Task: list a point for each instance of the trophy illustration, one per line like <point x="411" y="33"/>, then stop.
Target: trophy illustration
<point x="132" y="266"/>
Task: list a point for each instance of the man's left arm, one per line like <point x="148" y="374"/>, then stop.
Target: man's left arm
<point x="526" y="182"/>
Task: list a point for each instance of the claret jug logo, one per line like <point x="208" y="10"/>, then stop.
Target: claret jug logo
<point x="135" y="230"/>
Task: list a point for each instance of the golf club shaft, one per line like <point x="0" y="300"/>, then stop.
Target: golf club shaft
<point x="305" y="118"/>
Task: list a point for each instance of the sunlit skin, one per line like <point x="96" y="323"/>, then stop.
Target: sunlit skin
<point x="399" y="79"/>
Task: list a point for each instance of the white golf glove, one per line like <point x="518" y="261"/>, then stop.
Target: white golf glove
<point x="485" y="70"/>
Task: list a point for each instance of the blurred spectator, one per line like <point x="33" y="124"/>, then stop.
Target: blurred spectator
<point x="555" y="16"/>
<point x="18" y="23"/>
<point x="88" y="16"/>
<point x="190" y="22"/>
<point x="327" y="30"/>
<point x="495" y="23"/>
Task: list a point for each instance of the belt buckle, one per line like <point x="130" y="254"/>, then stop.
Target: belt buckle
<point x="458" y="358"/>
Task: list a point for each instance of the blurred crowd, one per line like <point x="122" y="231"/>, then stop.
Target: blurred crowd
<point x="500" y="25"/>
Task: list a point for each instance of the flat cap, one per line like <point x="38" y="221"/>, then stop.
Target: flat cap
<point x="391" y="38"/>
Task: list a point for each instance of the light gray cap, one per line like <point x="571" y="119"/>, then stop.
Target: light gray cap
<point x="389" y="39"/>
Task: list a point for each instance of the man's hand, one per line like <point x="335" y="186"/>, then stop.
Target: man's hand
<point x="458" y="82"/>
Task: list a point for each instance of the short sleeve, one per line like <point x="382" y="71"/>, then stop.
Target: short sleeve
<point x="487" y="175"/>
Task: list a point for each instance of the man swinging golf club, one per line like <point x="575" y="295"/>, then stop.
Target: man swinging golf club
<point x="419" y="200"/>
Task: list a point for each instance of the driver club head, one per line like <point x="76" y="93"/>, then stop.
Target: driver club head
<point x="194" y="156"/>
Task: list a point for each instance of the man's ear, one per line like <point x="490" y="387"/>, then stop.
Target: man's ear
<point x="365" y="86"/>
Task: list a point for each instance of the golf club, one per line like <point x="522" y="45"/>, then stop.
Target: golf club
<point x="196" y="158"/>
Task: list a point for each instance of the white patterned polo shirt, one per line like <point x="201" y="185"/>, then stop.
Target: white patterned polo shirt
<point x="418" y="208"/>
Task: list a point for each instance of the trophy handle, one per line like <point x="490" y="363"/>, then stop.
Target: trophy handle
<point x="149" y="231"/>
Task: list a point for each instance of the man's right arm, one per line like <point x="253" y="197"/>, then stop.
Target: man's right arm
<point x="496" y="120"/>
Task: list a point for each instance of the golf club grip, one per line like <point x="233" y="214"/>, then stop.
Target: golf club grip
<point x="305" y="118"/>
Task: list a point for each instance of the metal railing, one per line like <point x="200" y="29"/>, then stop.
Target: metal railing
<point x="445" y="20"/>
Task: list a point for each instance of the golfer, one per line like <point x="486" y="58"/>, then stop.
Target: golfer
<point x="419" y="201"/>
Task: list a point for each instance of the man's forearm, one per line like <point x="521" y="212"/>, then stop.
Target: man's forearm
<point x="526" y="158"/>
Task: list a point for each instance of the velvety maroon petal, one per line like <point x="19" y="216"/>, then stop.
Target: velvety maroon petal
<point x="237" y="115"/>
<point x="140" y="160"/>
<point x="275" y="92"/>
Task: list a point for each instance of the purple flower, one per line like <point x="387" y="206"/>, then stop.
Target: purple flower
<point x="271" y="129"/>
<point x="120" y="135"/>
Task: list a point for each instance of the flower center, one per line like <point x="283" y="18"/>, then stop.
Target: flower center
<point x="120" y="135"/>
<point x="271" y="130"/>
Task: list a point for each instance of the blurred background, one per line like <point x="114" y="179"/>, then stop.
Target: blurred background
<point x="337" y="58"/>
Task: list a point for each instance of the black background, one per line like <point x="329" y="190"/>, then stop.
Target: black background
---
Work order
Output the data exactly, in full.

Solution for this exercise
Task: list a point for each instance of the trophy illustration, one per line like <point x="411" y="33"/>, then stop.
Target: trophy illustration
<point x="132" y="266"/>
Task: list a point for each instance of the man's left arm, one per line like <point x="148" y="374"/>, then stop.
Target: man's left arm
<point x="526" y="182"/>
Task: list a point for each instance of the claret jug logo, one per line like <point x="208" y="10"/>, then stop.
Target: claret jug logo
<point x="135" y="230"/>
Task: list a point for each instance of the golf club shaft, one per line like <point x="0" y="300"/>, then stop.
Target: golf club shaft
<point x="305" y="118"/>
Task: list a point for each instance of the sunlit skin, one per line like <point x="96" y="323"/>, then stop.
Target: sunlit skin
<point x="399" y="79"/>
Task: list a point for each instance of the white golf glove, one per line like <point x="518" y="261"/>, then stop.
Target: white golf glove
<point x="485" y="70"/>
Task: list a point for each instance of the blurred spectator, one per line like <point x="33" y="124"/>, then stop.
Target: blurred spectator
<point x="555" y="16"/>
<point x="18" y="23"/>
<point x="88" y="16"/>
<point x="190" y="22"/>
<point x="327" y="30"/>
<point x="495" y="23"/>
Task: list a point for each instance of the belt buckle, one per line like <point x="130" y="254"/>, then stop.
Target: belt buckle
<point x="458" y="358"/>
Task: list a point for each instance of the blurred crowd, one per line like <point x="122" y="231"/>, then stop.
Target: blurred crowd
<point x="500" y="25"/>
Task: list a point for each instance of the flat cap, one per line like <point x="38" y="221"/>, then stop.
Target: flat cap
<point x="391" y="38"/>
Task: list a point for each instance of the light gray cap, one per line like <point x="571" y="119"/>, then stop.
Target: light gray cap
<point x="389" y="39"/>
Task: list a point for each instance of the man's hand, one per line like <point x="335" y="186"/>, then stop.
Target: man's hand
<point x="458" y="82"/>
Task: list a point for each instance of the short sleeve, one per line like <point x="382" y="71"/>, then stop.
Target: short sleeve
<point x="487" y="175"/>
Task: list a point for each instance of the man swinging golf club, one per line like <point x="575" y="295"/>, then stop.
Target: man swinging golf club
<point x="419" y="200"/>
Task: list a point for each instance of the driver club head, one per line like <point x="76" y="93"/>, then stop.
Target: driver club head
<point x="194" y="156"/>
Task: list a point for each instance of the man's ear, one per line like <point x="490" y="387"/>, then stop.
Target: man's ear
<point x="365" y="86"/>
Task: list a point for each instance of the golf club, one per line like <point x="522" y="45"/>, then stop.
Target: golf club
<point x="196" y="158"/>
Task: list a point for each instance of the white patterned polo shirt, one per line like <point x="201" y="185"/>, then stop.
Target: white patterned polo shirt
<point x="418" y="208"/>
Task: list a point for each instance of the trophy handle, one per line like <point x="490" y="363"/>, then stop.
Target: trophy handle
<point x="149" y="231"/>
Task: list a point for each instance of the man's right arm, one per line like <point x="253" y="197"/>, then stop.
Target: man's right arm
<point x="496" y="120"/>
Task: list a point for each instance of the golf club grip, one per line like <point x="233" y="214"/>, then stop.
Target: golf club grip
<point x="305" y="118"/>
Task: list a point for each instance of the metal railing, one per line like <point x="200" y="29"/>, then stop.
Target: metal railing
<point x="445" y="20"/>
Task: list a point for each instance of the golfer, one per line like <point x="486" y="58"/>, then stop.
Target: golfer
<point x="419" y="201"/>
Task: list a point for each instance of the man's forearm, one per line like <point x="521" y="212"/>, then stop.
Target: man's forearm
<point x="526" y="158"/>
Task: list a point for each instance of the velvety maroon petal, one per line like <point x="19" y="216"/>, then stop.
Target: velvety maroon petal
<point x="237" y="115"/>
<point x="140" y="160"/>
<point x="275" y="92"/>
Task: list a point for each instance of the purple flower, one per line like <point x="387" y="206"/>, then stop.
Target: purple flower
<point x="271" y="129"/>
<point x="120" y="135"/>
Task: list a point for each instance of the flower center, one per line like <point x="283" y="18"/>, then stop.
Target: flower center
<point x="120" y="135"/>
<point x="271" y="130"/>
Task: list a point for each instance of the blurred background, one per line like <point x="114" y="179"/>, then stop.
Target: blurred background
<point x="337" y="58"/>
Task: list a point for each instance of the black background, one per line like <point x="329" y="190"/>, then stop.
Target: black background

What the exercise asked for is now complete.